— Data to process —
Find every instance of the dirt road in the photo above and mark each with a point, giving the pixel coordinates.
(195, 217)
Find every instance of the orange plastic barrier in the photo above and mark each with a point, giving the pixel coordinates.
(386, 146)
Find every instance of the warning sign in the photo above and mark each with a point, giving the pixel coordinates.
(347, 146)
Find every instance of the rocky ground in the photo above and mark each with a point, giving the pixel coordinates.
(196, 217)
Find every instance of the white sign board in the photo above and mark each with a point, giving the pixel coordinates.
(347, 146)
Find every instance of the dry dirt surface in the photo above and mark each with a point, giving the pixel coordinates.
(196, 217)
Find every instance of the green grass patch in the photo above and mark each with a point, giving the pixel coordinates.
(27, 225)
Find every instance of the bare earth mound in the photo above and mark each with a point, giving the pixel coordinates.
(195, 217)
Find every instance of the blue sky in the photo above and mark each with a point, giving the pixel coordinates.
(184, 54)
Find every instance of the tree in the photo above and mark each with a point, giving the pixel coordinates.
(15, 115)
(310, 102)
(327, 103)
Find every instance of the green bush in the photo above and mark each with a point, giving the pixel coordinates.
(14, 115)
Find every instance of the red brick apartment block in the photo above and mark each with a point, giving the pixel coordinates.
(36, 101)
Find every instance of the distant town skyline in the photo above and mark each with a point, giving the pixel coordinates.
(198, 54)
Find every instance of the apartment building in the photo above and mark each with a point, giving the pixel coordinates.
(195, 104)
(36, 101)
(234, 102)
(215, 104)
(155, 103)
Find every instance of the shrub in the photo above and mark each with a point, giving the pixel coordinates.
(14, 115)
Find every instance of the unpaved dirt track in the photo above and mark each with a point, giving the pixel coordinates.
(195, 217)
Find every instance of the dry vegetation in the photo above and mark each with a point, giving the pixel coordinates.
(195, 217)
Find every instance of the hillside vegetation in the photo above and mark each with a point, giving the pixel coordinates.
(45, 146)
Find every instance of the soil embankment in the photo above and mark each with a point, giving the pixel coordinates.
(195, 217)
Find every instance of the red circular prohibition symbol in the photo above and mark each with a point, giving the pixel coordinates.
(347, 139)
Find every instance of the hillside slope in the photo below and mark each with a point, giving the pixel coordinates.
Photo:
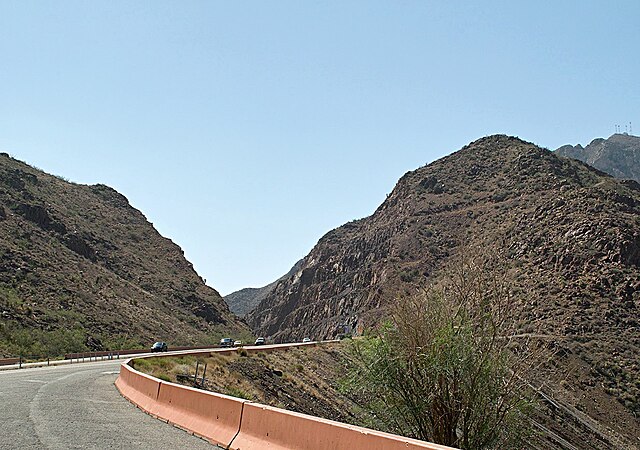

— Task —
Put the lines of the data above into a JSON list of strings, one string per line and no blank lines, starting with the line that contains "Find every instance of the red circular" and going on through the end of the data. Leave the pictures out of the list.

— Correct output —
[
  "Find every instance of the red circular prohibition symbol in the photo above and mark each with a point, giving the pixel coordinates.",
  "(347, 139)",
  "Find every instance of the hillside slope in the photo below and mark each with a point, giving the pixel coordinates.",
  "Photo:"
]